* _WORK REQUEST_:
Set down the part of the article on the federal deficit and debt word for word, starting with "Certainly, a lower" and going on through "the national debt.".

* _DOCUMENT PASSAGE_:
►

Deficit Declining, Debt Rising
The Department of Treasury and Office of Management and Budget recently reported that the annual federal deficit had declined to its lowest level in years. At first glance, this sounds like very good news, and predictably President Obama was quick to claim it as his victory. However, even though the report certainly signals that some responsible choices have been made to slow the rate of spending, the reality is that the government still consistently spends outside its means and in so doing adds to our country’s already heavy burden of debt. While it is encouraging that the deficit is currently declining, debt is still dangerously rising.
Often confused, it is important to keep in mind that “deficit” and “debt” are not the same. While the terms are closely related, the annual deficit accounts for the difference between that year’s revenues and expenses. When the nation runs a deficit, it means that expenses are greater than the revenues available to cover those expenses. As a result, each year the nation runs even a small deficit, more is added to—rather than subtracted from—our total debt. To summarize, the nation’s total debt is equal to deficits accumulated year after year.
Certainly, a lower deficit is preferable to a higher deficit, so it is still encouraging that the deficit has shrunk in recent years. Upon the news that the deficit for the most recent fiscal year was at a record low, the Obama Administration immediately cheered and unsurprisingly claimed full responsibility. Treasury Secretary Jacob J. Lew remarked, “Under the president’s leadership, the deficit has been cut by roughly three-quarters as a share of the economy since 2009 — the fastest sustained deficit reduction since just after World War II.” That statement is disingenuous and lacking at best, considering that President Obama wasn’t the one who recommended or readily accepted the meaningful spending cuts that led to the responsible change in our deficit. Rather, since the president was first inaugurated in 2009, the nation has added $7.5 trillion to the national debt.

◄

* _RAW DATA_:
►

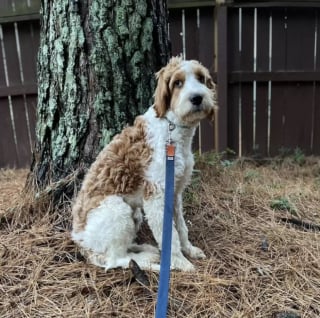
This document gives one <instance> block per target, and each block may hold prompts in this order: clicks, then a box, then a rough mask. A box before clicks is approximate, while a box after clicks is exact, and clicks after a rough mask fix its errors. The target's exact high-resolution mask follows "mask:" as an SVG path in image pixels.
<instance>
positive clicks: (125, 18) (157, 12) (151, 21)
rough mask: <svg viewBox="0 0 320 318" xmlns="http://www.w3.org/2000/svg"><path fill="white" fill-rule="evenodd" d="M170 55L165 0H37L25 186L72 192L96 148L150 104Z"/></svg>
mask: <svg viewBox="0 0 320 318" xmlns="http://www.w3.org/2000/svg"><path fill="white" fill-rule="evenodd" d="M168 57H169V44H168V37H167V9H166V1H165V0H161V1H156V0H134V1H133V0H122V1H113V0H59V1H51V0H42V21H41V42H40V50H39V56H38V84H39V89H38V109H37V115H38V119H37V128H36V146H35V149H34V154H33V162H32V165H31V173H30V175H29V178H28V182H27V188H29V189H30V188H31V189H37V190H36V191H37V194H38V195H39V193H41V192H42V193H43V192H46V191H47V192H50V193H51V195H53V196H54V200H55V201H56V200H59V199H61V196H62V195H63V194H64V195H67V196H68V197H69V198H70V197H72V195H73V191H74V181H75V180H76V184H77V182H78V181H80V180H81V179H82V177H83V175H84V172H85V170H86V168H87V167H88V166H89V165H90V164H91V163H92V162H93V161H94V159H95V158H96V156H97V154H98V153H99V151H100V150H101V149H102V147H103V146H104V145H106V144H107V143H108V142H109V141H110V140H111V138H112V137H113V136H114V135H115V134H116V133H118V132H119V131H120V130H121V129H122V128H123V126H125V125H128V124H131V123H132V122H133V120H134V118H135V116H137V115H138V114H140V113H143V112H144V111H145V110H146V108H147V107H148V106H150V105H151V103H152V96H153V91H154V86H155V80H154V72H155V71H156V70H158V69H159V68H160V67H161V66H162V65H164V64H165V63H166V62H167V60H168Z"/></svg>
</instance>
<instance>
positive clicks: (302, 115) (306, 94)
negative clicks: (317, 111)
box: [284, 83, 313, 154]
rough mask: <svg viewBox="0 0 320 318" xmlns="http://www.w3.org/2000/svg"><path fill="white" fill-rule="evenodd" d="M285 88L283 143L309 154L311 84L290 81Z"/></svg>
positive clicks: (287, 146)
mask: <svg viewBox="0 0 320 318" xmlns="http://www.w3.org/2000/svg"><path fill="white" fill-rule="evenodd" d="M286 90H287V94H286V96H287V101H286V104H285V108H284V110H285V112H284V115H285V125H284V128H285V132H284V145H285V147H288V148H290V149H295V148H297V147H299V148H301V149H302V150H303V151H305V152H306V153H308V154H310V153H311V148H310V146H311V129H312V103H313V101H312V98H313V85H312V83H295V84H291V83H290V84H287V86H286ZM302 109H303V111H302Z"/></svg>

◄

* _SOLUTION_:
Certainly, a lower deficit is preferable to a higher deficit, so it is still encouraging that the deficit has shrunk in recent years. Upon the news that the deficit for the most recent fiscal year was at a record low, the Obama Administration immediately cheered and unsurprisingly claimed full responsibility. Treasury Secretary Jacob J. Lew remarked, “Under the president’s leadership, the deficit has been cut by roughly three-quarters as a share of the economy since 2009 — the fastest sustained deficit reduction since just after World War II.” That statement is disingenuous and lacking at best, considering that President Obama wasn’t the one who recommended or readily accepted the meaningful spending cuts that led to the responsible change in our deficit. Rather, since the president was first inaugurated in 2009, the nation has added $7.5 trillion to the national debt.